■ **Complete the following**:
(1) In the lottery winners article, list everything it says some winners immediately devise after winning.
(2) Translate this sentence from the lottery winners article into Spanish: "He had already been practicing on their wedding cake."
(3) Write the next part of the lottery winners article, starting right after its last sentence.

■ **Page text**:
-- Start --

The 6 Most Undeserving Lottery Winners in History
There are people who win the lottery and immediately devise a stoic attitude, a wise investment plan, and a determination to remain the person they've always been. I would not be one of those people and, let's be honest, neither would you. Ours would be a millionaireship full of flipping the bird at plebeians as we board our golden, Bahama-bound Learjet. God, we would be the worst, wouldn't we?
Well, no. Our little kinks and haughty gestures would be downright pedestrian compared with the bullshit antics of some of the real lottery winners out there. The whole point of lotteries is that anyone can win, and sometimes the jackpot goes to the guy who can feel love only when he's watching documentaries of the Hindenburg disaster while huffing the ashes of cremated kittens.
Which is how we keep winding up with these fucking people in the news.
The Winners Who Hid the Money from Their Spouses
Getting filthy rich overnight is fine and all, but what if you have a significant other? Uggh, am I right? That spoilsport might not agree with your wonderful plan of filling a swimming pool with strippers and crack cocaine and dive-bombing in for the rest of your glorious (though likely short) life. Hell, they might even assume you're, hah, sharing with them.
If that seems like a dickish line of thinking, Arnim Ramdass is about to prove you right. When the universe decided to compensate his unfortunate name by providing him and his lottery posse with sufficient means to ram all the ass, he knew exactly what he would do with his $600,000 share: hide that huge, heavily publicized pile of money from his wife by any means necessary. It was time for Bullshit Feedin' Olympics, and Ramdass was both the reigning champion and the only competitor.
He had already been practicing on their wedding cake.
Ramdass did actually manage to smoke-and-mirrors his wife for a period of time. Beyond that, the story is delightfully Rashomon. Some sources say the wife found out the truth when idly Googling her husband one day. Others indicate Ramdass bought a new house behind her back, and she found a congratulatory card from the real estate agency in the mail. My personal favorite is the Fox News version, where ol' Ramdass decided to go full sitcom, attempting to hide his heavy media presence with a never-ending stream of excuses to keep the television turned off, and randomly disconnecting their phone, because stealth personified, that man. What most sources do agree on is the fact that when he was confronted, he did the classy thing and ran the hell away, leaving no traces of himself or his money save for (probably) a man-shaped hole in the wall. His wife was left facing an eviction and a pile of bills that he had neglected to pay.
Meanwhile, Denise Rossi became the second most surprised member of her family when she won a cool $1.3 million in the California state lottery. The most surprised? Her husband, whom she immediately and without explanation divorced as hard as she humanly could. Of course, she conveniently forgot to mention her winnings to either her husband or the divorce court. This "total asshole" stratagem for money management proved to be a viable one, and Rossi waltzed away scot-free ...
... wait for it ...
... for about 1.5 years, after which karma decided to deliver a slam-dunk in the form of postal incompetence. Rossi's ex-husband accidentally received a wrongly stamped letter that revealed her wealth to him. Of course, he took that shit to court, where the judge awarded every single cent of Rossi's lottery money to her ex-man.

-- End --

■ **Recorded data**:
-- Start --

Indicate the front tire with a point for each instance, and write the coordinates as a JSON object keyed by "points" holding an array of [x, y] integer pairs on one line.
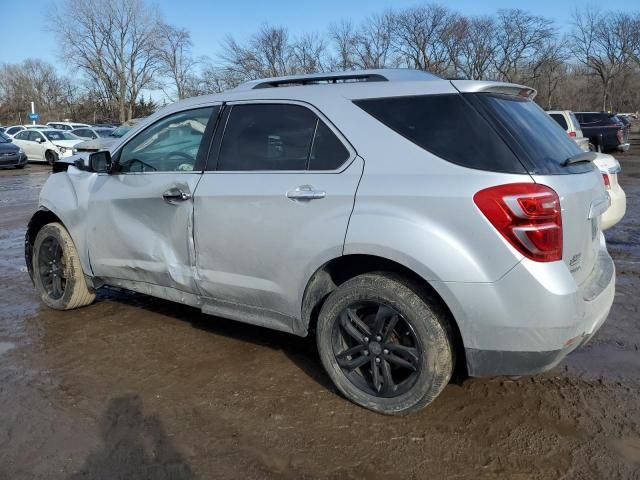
{"points": [[57, 272], [50, 157], [384, 345]]}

-- End --

■ **Answers given**:
(1)
- a stoic attitude
- a wise investment plan
- a determination to remain the person they've always been

(2) Ya había estado practicando con su pastel de bodas.

(3)
Oh, and the best thing? If she had bothered to mention the money during the divorce, she'd probably been allowed to keep it all since, you know, it was her winning ticket to start with.
The Group That Ruined an Entire State Lottery
There are many ways to ruin a perfectly good game of chance. "Not winning" is definitely one. "Your opponent finally figuring out the rules" can be pretty nasty, too. And let's not forget the classic "The bullet's in the last chamber and it's your turn." I miss that one like a hole in my head. Still, the absolute worst party-pooper in any luck-based game is always math.
Counting is hard when you have an actual physical hole in your head, is what I'm saying.
In the 2000s, the state of Massachusetts found this out the hard way when an entire state lottery was thoroughly reamed by a math-savvy gang of MIT students. The game in question was called Cash WinFall, and it insisted on doing things differently from most state lotteries: The jackpot never rose above $2 million, and if no one won it was rolled down into a number of smaller prizes. The MIT gang quickly figured out that during the roll-down phase, each lottery ticket was technically more valuable than what they actually cost, so by buying enough of them you were bound to make a profit. One of the students tested this by purchasing $1,000 worth of tickets ... and raked in a cool $3,000 of winnings.
Now, that was not a dick move -- it was just math. (They're hard to tell apart, believe me, I know.) The dick move was when they decided to make a business out of their discovery. Realizing they could rake in massive profit if they bought tons and tons of lottery tickets, the students pooled their money and started hassling store employees around the state by purchasing thousands of $2 lottery tickets.
"Yeah, that should be enough. Mind if I pay in change?"
Before long, the lottery officials smelled something strange, namely the overheating elbow grease of exasperated cashiers punching in a hundred thousand tickets all over the state. Realizing shenanigans were taking place, the lottery runners stood up, steadied themselves ... and did absolutely nothing, because, "Hey, high-stakes rollers be feedin' money to our system, sweet!"
So the MIT guys (and a couple of other scientist groups) kept it up for years, their bastardry becoming so lucrative over time that they managed to not only quit their day jobs but attract actual investors to their scheme. By the time officials decided that enough was enough, the students had milked the system to the tune of over $8 million.
Shockingly, Cash WinFall is not around anymore.
The Man Who Kept $38 Million from His Friends
Here's the good news: You've won $38.5 million in a lottery! Woo! However, there's a downside: It's one of those pesky tickets where everyone at work has chipped in. Boooooo.
The thing is, you'd very much like to keep all that money yourself. But you're a tad worried your straight-and-narrow, goody-goody co-workers (some of whom, it occurs to you, are pretty large and short-tempered) would see it as, hah, dishonest. What to do?
What to doooooo?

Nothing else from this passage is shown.